Directions for this task —
Starting from the line containing "of the finger", write out every remaining line exactly, the last one included.

━━━ Dataset extract ━━━

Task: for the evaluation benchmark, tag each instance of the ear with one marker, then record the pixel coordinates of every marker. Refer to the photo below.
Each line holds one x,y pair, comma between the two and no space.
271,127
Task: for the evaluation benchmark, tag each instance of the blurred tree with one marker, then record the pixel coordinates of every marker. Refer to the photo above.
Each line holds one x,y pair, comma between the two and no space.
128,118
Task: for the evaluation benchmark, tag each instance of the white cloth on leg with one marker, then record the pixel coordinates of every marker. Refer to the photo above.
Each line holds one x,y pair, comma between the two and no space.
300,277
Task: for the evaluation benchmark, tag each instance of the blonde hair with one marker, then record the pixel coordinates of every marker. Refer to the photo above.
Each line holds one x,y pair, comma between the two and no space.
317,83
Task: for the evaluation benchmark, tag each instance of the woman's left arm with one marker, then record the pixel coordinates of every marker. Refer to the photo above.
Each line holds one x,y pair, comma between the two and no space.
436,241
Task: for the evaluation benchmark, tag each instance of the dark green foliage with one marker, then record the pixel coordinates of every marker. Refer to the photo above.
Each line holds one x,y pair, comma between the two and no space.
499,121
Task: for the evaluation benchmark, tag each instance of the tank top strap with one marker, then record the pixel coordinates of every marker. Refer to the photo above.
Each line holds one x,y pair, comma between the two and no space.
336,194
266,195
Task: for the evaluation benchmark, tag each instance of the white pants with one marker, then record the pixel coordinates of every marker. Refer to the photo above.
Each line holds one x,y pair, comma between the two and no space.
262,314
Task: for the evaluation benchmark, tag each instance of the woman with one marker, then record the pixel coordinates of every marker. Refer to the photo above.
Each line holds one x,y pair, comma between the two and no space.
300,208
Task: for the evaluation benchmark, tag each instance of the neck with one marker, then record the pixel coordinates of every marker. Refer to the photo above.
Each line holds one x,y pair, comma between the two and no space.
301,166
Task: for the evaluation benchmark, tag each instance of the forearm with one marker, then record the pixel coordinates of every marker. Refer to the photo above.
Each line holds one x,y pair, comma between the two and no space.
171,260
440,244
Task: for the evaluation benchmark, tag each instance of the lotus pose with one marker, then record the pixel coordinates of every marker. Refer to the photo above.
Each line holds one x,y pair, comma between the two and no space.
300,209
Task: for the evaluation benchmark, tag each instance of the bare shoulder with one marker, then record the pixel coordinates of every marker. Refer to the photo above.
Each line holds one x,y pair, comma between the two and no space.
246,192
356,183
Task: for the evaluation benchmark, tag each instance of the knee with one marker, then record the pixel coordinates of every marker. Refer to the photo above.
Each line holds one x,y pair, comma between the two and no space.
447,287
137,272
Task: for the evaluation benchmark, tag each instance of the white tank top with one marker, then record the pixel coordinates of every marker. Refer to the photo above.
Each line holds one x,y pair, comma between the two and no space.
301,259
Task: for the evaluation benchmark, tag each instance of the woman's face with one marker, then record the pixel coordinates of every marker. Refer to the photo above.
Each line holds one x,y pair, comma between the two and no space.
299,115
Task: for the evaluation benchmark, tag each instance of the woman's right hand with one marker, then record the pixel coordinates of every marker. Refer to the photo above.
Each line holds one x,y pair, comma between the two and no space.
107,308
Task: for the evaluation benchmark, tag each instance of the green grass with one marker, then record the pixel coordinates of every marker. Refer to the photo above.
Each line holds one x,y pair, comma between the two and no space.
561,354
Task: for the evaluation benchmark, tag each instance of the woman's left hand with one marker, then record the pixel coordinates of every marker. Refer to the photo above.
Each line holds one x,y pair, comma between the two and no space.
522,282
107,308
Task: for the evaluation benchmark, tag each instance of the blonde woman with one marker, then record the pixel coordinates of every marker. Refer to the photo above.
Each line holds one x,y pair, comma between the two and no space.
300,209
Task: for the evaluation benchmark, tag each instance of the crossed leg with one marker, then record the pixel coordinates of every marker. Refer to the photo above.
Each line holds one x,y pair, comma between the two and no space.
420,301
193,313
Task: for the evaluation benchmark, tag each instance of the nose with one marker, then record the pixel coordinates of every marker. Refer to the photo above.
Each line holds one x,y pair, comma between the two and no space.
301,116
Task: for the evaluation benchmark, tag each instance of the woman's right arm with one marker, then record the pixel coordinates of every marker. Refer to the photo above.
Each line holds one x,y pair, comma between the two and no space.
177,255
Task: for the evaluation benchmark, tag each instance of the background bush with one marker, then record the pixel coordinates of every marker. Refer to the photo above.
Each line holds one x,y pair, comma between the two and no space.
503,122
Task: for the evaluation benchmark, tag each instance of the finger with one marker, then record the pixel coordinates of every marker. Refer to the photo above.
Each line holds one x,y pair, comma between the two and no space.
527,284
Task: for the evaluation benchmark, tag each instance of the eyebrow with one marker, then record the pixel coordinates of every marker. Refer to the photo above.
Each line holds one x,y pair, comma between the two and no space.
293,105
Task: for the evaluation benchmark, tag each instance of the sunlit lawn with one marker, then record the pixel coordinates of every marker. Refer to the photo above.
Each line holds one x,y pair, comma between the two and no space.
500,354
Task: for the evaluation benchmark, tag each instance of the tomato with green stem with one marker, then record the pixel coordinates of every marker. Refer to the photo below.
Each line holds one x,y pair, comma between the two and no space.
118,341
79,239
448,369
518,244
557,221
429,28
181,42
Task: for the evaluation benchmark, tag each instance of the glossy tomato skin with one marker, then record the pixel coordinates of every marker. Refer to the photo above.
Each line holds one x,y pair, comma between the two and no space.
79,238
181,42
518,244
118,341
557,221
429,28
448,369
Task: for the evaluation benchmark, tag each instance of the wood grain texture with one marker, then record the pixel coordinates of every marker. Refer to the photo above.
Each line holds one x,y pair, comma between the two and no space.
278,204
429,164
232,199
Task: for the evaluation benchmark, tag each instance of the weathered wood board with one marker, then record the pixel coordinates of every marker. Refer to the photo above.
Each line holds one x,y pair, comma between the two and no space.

━━━

Answer for the task —
Task: for the evaluation benchmark, tag each instance of the finger with one marker, then record the pixel coordinates of every marker. Refer to the photo above.
Each line holds one x,y pair, comma between the two and no space.
527,284
Task: for the evaluation benchmark, tag each instance of the eyebrow with one marker, then record the pixel coordinates of every marker. Refer to the photo above.
Each line holds one x,y pair, comma between the two and no space.
293,105
Task: for the evaluation benchmark, tag each instance of the sunlit lawn with one marker, then record the pixel coordinates of every marker. Refer to the photo above.
Each line holds one x,y pair, comma between the two and no space.
500,354
Task: for the evaluation benchmark, tag each instance of the tomato with green stem with one marker, then record the pixel coordinates of every marker. Refer to the photo below.
Each line holds one x,y pair, comma between the two and no space.
118,341
79,239
448,369
518,244
557,221
429,28
181,42
Task: for the evaluation benchmark, tag each instance of the glossy tomato skin with one marker, then record the pixel coordinates of every marker. Refer to the photo above.
Each line holds one x,y pair, comma between the two and no space.
79,238
181,42
518,244
118,341
557,221
429,28
448,369
Task: for the evaluation benchmark, tag each instance of the wood grain texture with one marker, then record the pixel coordinates of every marker. Refer to the photo above.
Each line holds one x,y pair, comma between the two and no space.
278,204
429,164
232,199
Task: for the evaluation benchmark, tag each instance of the weathered wood board with one marker, then record the pixel coordinates of every marker. Refer to the photo above.
Each line holds one x,y pair, comma between the two and no space.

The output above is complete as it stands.